_Short exercise_.
Gather each line of the data below that contains the string "background", with case taken into account.

(Items from a data source)
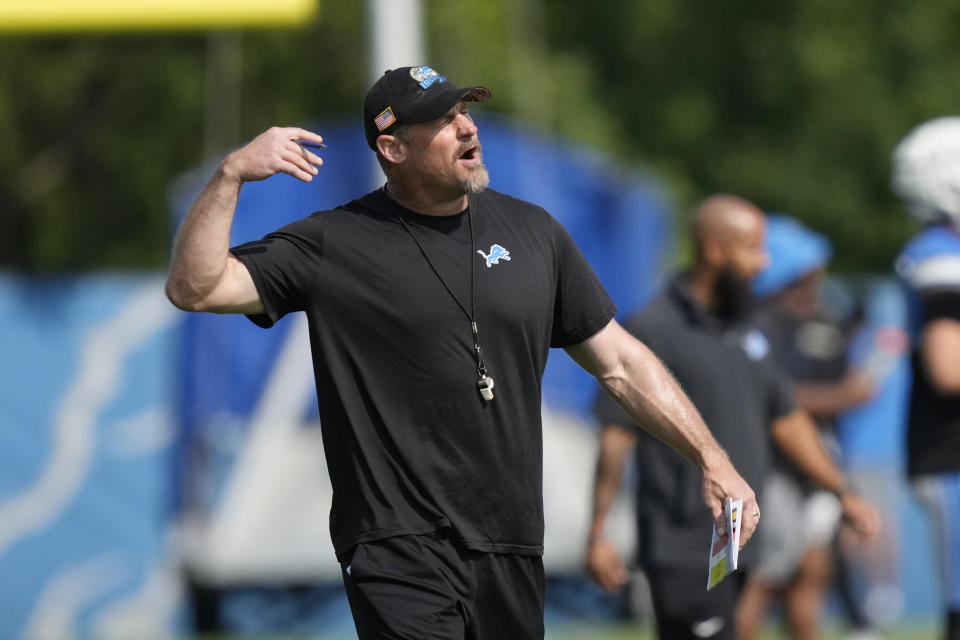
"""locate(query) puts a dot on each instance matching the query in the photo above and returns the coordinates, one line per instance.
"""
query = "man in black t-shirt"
(702, 329)
(927, 175)
(431, 306)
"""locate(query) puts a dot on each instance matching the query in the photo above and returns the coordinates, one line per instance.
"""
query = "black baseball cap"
(411, 94)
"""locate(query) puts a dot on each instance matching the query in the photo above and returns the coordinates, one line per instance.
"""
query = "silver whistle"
(485, 384)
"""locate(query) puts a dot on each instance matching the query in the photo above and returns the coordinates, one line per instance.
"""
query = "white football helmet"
(926, 170)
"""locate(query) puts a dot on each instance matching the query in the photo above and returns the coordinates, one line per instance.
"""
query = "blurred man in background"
(703, 328)
(926, 174)
(437, 516)
(810, 345)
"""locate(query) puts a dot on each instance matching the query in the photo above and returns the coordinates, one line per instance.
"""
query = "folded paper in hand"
(725, 549)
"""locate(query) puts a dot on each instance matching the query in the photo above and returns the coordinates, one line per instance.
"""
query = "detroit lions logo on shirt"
(497, 253)
(755, 345)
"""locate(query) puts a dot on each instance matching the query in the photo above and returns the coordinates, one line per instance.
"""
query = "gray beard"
(476, 181)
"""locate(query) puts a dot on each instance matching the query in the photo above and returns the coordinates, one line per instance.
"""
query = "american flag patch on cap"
(385, 119)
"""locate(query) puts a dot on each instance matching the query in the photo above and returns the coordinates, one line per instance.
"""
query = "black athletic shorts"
(685, 610)
(422, 587)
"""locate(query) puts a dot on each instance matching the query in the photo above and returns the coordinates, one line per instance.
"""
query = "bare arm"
(940, 351)
(203, 275)
(603, 561)
(796, 435)
(637, 380)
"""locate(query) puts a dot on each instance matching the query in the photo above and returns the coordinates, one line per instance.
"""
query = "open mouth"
(470, 154)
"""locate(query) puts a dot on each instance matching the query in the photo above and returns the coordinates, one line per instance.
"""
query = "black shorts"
(421, 587)
(685, 610)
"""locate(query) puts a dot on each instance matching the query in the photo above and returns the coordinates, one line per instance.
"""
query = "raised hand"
(274, 151)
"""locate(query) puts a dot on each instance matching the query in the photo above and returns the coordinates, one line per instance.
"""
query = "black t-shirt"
(929, 267)
(933, 439)
(728, 372)
(411, 446)
(810, 351)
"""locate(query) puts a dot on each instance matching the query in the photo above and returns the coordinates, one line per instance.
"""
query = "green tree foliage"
(95, 128)
(795, 105)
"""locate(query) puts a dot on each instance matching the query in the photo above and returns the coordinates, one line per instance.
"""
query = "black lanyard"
(484, 381)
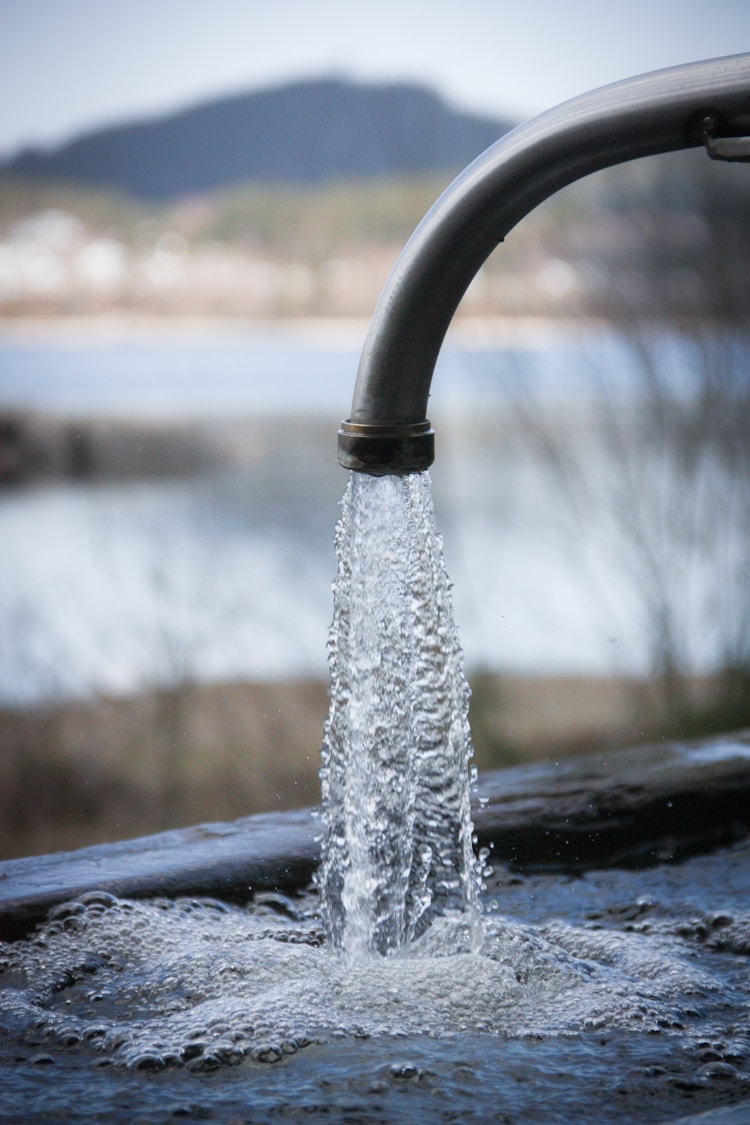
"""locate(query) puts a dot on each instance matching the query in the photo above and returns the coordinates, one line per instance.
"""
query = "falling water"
(397, 848)
(617, 996)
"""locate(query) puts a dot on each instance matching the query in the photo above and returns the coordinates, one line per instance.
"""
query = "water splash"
(395, 781)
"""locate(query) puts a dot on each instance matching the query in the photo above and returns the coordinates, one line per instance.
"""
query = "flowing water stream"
(398, 988)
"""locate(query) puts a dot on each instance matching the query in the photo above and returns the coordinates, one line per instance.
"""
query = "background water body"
(109, 586)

_Solution to this exercise_.
query = "blurred man in background"
query = "background water body"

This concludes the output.